___ Material for this exercise

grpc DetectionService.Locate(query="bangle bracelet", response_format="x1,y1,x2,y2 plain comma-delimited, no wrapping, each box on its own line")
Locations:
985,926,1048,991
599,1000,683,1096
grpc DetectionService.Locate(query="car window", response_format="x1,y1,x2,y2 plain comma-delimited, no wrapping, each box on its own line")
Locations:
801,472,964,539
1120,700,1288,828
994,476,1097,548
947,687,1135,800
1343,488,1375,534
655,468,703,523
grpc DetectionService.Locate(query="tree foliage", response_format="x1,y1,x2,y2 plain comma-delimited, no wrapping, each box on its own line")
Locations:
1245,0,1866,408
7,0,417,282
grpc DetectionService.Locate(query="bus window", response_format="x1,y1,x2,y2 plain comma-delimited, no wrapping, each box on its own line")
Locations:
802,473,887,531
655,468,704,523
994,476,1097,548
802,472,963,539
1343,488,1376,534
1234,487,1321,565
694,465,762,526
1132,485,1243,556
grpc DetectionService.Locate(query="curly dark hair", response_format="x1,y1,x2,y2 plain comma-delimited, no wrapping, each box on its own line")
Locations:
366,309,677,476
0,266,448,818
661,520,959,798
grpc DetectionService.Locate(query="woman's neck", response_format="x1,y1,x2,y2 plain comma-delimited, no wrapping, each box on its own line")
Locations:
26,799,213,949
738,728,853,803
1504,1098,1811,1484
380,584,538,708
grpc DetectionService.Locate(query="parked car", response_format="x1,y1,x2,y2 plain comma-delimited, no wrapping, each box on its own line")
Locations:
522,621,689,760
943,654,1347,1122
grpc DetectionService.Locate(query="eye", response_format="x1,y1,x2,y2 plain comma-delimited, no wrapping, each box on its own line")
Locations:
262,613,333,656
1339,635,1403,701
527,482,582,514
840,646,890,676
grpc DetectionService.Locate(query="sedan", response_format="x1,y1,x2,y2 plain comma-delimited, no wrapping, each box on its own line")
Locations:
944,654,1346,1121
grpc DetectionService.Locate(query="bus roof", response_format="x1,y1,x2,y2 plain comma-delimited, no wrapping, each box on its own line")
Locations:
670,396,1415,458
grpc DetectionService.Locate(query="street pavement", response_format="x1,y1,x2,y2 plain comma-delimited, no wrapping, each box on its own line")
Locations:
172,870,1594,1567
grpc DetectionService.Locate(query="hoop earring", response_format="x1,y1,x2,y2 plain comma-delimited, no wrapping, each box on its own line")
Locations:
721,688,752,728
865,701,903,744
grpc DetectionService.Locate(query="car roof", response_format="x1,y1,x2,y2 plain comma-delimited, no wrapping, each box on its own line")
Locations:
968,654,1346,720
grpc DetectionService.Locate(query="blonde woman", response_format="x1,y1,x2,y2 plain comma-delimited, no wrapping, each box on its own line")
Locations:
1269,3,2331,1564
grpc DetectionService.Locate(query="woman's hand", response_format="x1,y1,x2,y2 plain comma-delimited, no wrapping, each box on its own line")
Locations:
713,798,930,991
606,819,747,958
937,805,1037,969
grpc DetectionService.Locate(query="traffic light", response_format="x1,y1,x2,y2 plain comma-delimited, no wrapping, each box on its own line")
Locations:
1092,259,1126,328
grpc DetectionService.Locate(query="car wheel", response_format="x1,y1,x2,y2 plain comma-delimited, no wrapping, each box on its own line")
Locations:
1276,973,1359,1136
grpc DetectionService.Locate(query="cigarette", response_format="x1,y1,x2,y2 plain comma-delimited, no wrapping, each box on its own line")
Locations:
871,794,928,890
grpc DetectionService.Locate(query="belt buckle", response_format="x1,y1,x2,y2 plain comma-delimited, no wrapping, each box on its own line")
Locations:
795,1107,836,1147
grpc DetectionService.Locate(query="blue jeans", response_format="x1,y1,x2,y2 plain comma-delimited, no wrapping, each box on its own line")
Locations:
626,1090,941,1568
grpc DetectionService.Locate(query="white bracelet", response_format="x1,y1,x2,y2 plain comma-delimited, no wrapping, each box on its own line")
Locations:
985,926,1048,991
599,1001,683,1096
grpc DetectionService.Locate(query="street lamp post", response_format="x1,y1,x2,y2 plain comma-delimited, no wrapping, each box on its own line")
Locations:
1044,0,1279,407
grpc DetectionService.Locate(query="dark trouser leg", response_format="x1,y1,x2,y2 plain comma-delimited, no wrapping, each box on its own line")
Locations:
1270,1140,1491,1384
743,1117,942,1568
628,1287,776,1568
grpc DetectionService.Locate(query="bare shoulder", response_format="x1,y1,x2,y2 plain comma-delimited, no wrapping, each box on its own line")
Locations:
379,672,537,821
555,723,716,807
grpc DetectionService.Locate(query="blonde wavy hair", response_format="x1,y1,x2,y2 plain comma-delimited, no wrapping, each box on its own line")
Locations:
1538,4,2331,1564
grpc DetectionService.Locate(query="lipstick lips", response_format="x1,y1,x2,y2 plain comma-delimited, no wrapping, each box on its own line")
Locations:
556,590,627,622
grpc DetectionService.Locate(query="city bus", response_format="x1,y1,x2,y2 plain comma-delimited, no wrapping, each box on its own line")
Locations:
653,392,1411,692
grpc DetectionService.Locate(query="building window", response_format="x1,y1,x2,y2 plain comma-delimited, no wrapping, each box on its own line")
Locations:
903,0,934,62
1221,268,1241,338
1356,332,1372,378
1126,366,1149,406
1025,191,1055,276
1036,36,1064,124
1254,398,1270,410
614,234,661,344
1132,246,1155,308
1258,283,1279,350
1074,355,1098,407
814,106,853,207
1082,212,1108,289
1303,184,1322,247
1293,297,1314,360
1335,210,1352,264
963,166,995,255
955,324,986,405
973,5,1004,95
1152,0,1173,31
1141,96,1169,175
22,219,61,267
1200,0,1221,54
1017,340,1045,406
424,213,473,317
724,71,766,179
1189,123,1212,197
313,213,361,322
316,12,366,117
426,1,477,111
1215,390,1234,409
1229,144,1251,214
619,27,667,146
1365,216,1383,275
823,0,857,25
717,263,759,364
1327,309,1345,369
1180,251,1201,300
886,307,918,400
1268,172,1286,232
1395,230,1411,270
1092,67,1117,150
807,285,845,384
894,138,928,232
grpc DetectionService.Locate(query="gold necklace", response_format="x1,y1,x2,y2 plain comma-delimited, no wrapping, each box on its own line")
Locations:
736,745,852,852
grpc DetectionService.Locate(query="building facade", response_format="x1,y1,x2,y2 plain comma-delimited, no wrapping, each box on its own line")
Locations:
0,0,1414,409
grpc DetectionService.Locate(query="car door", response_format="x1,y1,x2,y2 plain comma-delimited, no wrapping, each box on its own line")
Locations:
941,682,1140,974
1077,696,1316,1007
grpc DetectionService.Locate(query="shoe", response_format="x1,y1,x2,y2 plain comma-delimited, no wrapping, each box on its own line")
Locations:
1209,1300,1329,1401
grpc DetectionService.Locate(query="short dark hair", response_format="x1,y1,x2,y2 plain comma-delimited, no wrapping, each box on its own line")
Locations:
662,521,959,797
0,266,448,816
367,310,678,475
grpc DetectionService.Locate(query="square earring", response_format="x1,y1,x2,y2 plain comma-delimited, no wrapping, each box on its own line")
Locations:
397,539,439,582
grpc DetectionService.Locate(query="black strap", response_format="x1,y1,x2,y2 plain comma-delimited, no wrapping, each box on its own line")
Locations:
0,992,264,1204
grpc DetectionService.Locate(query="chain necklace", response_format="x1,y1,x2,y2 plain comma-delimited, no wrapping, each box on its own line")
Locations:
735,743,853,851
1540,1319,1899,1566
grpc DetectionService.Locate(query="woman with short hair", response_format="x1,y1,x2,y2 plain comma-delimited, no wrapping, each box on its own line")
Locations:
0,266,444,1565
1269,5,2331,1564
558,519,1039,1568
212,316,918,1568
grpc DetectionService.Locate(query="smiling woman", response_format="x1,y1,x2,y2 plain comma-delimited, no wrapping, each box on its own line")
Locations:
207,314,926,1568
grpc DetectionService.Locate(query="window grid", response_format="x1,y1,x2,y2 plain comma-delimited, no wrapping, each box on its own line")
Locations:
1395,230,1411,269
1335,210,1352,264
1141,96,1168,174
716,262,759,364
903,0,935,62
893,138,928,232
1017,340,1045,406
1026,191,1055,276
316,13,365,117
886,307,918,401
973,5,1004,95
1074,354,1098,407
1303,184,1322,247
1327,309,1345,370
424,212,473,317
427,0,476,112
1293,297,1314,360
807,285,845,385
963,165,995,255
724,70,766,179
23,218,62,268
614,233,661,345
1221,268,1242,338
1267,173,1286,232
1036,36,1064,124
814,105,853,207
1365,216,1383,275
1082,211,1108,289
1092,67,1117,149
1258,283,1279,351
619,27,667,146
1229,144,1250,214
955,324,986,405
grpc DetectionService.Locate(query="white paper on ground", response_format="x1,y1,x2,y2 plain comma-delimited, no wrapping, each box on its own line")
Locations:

______

Exercise prompt |
Each line above with the word "bracelet" must be returned.

Task response |
grpc DetectionService.Locate(query="bangle bracelet", response_format="x1,y1,x2,y2 plain comma-delimited, no wrapping, each box on its own line")
grpc DetectionService.Locate(query="white bracelet", response_format="x1,y1,x2,y2 plain comma-delimited, no wrapping, each box on its own line")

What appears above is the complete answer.